TASK DETAILS
From the records below, copy verbatim the lines starting at the one containing "Target: shorts" and ending at the one containing "(1116, 615)", both included, and nothing else.

[start]

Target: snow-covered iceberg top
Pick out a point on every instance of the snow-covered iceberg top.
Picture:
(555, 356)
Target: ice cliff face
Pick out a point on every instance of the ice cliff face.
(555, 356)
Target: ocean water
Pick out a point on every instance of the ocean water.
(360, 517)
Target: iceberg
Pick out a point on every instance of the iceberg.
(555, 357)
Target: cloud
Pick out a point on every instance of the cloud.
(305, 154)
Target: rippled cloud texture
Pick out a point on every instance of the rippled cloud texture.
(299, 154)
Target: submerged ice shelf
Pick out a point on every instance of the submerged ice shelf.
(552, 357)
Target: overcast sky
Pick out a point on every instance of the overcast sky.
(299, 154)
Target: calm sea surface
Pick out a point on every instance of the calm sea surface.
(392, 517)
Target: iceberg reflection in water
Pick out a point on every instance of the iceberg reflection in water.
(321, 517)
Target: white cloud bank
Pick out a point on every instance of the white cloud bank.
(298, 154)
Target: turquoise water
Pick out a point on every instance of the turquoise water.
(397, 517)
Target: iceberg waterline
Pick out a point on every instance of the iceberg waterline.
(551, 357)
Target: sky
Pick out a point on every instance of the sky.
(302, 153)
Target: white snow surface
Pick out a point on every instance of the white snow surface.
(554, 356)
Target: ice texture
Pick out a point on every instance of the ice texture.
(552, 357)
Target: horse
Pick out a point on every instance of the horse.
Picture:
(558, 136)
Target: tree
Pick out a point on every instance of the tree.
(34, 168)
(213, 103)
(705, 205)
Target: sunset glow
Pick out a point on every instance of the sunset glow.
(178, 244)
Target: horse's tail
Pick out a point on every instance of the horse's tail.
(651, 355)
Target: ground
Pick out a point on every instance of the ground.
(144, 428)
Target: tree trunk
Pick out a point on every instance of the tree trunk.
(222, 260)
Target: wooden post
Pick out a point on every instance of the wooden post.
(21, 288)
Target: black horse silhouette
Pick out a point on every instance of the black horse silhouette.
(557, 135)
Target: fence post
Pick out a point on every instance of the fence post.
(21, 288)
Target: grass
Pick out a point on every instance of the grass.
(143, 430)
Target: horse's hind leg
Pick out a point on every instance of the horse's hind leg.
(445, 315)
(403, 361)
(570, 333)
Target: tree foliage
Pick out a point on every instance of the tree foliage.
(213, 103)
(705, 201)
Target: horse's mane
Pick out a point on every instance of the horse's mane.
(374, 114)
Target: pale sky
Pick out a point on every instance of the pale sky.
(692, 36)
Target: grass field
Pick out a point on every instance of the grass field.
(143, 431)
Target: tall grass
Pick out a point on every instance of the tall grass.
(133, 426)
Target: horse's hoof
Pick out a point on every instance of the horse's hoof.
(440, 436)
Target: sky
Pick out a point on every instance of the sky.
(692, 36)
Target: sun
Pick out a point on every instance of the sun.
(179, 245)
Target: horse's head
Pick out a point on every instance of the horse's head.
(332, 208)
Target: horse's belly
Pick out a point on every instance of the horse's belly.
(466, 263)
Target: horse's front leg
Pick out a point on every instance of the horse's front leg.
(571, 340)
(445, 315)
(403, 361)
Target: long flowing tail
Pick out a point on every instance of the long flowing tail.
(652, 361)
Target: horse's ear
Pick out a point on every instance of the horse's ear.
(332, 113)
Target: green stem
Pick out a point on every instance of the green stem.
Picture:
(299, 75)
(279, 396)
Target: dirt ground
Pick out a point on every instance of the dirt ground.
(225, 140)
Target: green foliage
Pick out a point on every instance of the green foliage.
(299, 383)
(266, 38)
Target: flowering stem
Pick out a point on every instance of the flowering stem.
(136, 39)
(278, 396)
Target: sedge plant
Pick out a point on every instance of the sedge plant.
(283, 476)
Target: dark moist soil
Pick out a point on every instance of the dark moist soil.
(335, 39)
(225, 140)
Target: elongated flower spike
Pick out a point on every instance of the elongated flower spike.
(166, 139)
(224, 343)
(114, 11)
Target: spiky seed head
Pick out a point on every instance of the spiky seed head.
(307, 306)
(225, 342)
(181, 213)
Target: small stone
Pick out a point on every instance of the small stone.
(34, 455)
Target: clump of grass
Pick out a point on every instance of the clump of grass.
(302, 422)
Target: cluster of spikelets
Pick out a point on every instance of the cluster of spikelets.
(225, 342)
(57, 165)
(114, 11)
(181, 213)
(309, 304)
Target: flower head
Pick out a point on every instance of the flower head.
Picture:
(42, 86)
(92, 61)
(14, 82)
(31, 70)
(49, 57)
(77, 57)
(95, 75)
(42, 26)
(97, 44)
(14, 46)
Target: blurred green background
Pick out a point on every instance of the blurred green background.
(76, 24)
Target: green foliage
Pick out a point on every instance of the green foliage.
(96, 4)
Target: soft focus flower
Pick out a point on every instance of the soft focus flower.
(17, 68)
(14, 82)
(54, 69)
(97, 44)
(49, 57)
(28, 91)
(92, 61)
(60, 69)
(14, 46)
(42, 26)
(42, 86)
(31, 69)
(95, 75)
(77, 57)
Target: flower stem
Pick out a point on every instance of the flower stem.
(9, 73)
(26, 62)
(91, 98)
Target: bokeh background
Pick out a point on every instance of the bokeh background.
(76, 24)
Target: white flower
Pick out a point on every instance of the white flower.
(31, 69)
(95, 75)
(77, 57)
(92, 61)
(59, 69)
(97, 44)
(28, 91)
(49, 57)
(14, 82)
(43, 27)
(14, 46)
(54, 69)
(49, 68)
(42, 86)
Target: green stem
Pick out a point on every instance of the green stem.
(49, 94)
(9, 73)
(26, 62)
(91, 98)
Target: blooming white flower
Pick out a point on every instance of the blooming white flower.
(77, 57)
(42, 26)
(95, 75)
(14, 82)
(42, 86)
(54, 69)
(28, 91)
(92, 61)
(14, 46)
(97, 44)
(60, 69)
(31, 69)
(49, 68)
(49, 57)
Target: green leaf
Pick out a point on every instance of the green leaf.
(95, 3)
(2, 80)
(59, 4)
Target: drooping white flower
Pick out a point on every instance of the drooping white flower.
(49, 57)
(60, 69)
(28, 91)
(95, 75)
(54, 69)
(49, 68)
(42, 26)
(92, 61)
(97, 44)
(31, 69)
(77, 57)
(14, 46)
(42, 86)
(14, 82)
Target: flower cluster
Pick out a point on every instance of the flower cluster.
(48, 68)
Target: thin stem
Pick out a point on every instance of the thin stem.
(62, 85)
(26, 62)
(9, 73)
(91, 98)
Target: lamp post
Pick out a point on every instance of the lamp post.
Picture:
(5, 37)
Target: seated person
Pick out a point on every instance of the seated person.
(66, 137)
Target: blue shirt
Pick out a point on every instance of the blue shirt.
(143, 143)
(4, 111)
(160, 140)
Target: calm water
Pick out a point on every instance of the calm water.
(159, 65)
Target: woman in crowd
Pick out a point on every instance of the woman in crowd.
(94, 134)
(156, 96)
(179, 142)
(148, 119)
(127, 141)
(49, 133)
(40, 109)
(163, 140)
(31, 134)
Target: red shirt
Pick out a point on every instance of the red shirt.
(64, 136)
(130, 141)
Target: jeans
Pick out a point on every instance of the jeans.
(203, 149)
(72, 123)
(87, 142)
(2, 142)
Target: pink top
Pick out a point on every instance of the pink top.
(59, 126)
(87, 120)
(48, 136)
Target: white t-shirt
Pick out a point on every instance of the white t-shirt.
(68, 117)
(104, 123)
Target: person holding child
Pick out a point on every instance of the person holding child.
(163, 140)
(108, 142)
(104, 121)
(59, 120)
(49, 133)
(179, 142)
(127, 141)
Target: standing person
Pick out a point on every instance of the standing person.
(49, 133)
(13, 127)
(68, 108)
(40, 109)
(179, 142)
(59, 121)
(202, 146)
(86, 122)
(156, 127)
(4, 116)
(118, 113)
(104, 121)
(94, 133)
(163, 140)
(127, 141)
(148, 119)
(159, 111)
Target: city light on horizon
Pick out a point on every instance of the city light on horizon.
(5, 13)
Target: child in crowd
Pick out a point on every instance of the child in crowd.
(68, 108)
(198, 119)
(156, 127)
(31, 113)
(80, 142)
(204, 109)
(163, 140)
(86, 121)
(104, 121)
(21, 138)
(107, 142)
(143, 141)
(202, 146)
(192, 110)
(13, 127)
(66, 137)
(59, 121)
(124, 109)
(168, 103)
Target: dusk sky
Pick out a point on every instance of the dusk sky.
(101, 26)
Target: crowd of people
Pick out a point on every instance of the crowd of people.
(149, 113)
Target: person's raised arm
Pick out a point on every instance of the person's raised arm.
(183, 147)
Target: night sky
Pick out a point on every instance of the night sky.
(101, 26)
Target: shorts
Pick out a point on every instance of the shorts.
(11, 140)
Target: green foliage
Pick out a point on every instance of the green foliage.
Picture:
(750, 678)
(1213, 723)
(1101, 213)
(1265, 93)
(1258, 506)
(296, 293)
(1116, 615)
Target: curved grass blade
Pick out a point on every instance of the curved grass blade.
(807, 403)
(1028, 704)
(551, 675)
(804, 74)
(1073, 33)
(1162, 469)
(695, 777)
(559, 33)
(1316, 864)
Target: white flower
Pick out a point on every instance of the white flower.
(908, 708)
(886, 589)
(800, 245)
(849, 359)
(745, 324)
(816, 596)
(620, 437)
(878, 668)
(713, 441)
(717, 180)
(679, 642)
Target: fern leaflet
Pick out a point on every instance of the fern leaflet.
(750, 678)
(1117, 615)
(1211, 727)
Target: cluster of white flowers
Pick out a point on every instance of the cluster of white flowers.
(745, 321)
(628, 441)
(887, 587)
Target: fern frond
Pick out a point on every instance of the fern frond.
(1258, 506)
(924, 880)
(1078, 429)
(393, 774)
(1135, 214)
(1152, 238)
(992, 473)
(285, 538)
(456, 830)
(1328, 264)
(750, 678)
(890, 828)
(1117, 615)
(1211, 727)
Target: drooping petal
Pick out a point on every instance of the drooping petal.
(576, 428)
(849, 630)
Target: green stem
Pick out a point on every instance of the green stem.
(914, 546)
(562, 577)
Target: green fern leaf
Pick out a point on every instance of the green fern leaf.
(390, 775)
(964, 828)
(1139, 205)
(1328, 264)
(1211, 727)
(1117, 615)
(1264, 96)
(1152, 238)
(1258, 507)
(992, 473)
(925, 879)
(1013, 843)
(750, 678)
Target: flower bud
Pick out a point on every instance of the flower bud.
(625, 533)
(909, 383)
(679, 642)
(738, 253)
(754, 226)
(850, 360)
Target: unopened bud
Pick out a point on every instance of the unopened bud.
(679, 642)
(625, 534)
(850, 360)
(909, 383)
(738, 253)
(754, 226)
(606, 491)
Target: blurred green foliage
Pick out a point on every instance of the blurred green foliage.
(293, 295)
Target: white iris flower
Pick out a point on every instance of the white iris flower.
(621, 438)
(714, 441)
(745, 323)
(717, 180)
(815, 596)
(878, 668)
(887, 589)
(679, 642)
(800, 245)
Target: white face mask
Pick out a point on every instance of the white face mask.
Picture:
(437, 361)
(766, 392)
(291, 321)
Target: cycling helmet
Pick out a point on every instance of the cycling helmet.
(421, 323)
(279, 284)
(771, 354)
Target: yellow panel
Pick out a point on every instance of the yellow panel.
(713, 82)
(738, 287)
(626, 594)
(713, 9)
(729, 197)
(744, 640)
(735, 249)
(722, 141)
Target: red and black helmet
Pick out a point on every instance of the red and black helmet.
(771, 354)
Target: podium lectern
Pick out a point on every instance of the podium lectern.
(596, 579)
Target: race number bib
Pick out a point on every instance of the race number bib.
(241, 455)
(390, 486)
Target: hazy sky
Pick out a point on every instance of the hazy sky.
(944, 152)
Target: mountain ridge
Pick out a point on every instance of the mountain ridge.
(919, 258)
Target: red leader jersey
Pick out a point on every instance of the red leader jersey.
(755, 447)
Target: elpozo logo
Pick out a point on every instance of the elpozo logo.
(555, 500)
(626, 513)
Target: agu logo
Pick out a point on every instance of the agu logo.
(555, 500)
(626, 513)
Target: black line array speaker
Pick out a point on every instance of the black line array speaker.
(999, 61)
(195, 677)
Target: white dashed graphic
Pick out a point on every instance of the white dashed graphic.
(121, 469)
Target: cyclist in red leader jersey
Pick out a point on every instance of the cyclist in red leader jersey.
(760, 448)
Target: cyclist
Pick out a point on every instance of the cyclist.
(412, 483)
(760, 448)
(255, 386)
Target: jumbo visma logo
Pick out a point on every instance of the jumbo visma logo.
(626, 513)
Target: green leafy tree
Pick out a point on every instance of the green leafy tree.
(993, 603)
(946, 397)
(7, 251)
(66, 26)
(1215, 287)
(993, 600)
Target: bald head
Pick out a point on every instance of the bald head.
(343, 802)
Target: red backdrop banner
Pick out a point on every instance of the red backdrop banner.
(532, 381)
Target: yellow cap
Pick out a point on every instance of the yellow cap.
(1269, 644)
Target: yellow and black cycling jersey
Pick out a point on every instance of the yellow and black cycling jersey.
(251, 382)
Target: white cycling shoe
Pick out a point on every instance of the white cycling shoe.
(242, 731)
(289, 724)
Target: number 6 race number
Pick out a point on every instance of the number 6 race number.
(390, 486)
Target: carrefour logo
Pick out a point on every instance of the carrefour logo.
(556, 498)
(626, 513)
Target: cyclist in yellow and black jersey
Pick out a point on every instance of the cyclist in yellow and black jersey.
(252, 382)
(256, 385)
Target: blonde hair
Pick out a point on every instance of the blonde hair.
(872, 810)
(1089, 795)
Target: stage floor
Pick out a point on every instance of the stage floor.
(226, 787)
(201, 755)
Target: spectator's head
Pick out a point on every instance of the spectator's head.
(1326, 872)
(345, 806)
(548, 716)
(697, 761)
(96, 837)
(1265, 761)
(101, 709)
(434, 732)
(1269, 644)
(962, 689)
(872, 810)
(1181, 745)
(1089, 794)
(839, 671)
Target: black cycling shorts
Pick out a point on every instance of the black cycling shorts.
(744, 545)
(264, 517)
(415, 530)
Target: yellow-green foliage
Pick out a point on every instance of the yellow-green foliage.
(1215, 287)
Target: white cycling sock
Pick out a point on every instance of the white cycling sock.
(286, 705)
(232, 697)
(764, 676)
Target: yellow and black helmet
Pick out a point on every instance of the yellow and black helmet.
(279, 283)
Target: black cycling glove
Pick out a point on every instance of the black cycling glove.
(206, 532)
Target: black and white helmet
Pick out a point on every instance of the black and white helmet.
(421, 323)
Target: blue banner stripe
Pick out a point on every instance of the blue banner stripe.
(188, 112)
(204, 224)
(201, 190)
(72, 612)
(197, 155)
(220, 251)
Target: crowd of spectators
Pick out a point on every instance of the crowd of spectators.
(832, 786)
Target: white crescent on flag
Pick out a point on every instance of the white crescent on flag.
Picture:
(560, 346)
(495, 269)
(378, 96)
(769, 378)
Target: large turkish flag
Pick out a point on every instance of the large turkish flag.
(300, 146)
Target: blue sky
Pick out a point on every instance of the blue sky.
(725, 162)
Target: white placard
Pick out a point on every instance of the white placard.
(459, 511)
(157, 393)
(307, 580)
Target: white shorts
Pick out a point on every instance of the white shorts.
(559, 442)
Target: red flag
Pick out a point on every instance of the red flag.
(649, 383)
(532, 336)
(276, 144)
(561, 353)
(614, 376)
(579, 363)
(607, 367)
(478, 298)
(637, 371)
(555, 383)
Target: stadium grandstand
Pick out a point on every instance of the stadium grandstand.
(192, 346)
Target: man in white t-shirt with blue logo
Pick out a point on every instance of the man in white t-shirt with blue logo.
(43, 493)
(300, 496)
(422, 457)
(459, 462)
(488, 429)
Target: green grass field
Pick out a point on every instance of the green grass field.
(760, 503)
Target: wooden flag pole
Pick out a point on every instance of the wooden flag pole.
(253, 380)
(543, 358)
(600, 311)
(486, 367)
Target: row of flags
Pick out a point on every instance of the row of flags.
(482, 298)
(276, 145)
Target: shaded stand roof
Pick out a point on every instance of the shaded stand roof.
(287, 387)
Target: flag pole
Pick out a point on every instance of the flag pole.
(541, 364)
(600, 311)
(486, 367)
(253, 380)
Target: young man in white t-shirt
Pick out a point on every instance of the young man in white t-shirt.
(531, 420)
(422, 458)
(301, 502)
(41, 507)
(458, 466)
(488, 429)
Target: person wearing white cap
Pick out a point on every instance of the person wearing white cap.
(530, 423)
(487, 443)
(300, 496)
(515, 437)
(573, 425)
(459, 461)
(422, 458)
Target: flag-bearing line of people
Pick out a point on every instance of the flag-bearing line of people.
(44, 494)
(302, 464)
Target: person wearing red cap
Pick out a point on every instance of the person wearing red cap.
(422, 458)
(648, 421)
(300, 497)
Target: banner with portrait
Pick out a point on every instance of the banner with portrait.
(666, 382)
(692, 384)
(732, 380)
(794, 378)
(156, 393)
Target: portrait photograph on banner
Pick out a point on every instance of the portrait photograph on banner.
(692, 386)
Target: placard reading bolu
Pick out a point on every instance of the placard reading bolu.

[end]

EXERCISE SOLUTION
Target: shorts
Pick out a point on every instance of the shorts.
(11, 140)
Target: green foliage
Pick out a point on every instance of the green foliage.
Picture:
(750, 678)
(1213, 723)
(1101, 213)
(1265, 93)
(1258, 506)
(296, 293)
(1116, 615)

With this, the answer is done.